## REQUIREMENT
Count the lines in the items below that include the string "object". Reply with the number alone.

-- Start of PROVIDED RECORDS --

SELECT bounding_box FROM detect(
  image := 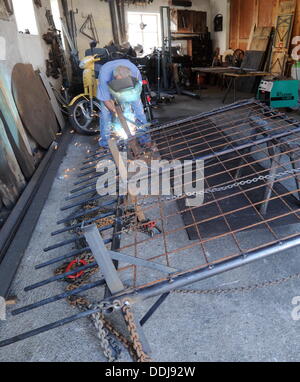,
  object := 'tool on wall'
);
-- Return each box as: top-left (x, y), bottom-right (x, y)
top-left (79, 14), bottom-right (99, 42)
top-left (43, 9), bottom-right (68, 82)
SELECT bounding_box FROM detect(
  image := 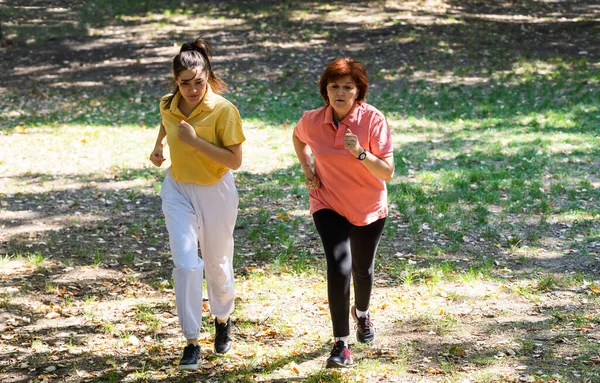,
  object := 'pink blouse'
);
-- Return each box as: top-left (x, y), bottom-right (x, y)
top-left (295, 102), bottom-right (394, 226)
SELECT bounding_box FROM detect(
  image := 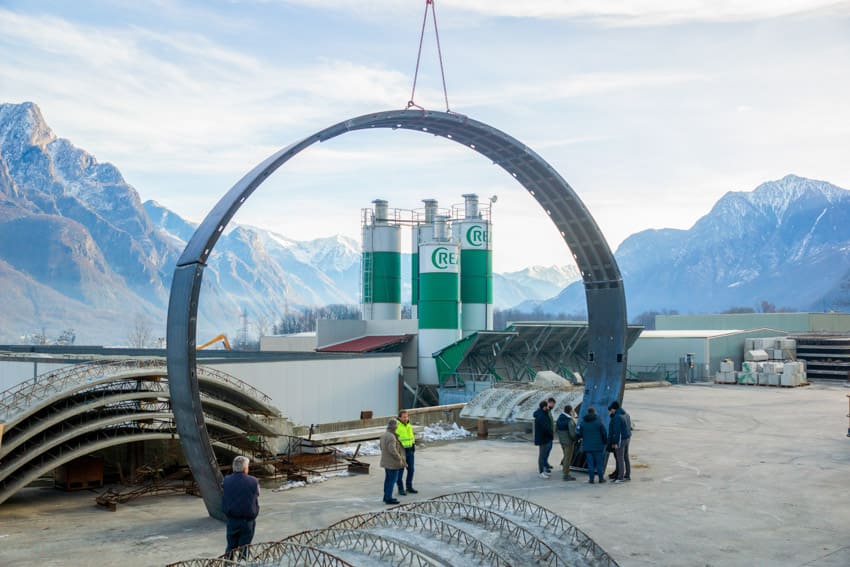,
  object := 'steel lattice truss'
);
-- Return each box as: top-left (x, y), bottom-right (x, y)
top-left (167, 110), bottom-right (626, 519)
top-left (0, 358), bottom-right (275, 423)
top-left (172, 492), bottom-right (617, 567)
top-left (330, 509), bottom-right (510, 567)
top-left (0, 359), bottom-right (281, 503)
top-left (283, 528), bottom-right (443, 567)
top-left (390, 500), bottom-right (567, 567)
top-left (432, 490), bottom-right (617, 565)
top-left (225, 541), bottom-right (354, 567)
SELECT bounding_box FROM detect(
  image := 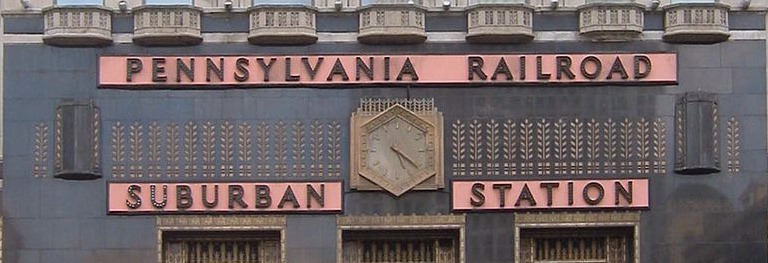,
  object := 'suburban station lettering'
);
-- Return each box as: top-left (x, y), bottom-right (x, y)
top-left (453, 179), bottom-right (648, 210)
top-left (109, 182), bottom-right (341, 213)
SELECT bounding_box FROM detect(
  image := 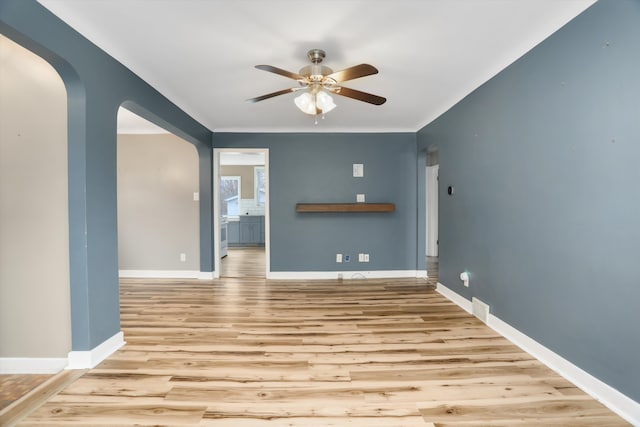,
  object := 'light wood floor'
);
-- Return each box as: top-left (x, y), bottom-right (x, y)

-- End of PROVIDED RECORDS --

## EXERCISE SOLUTION
5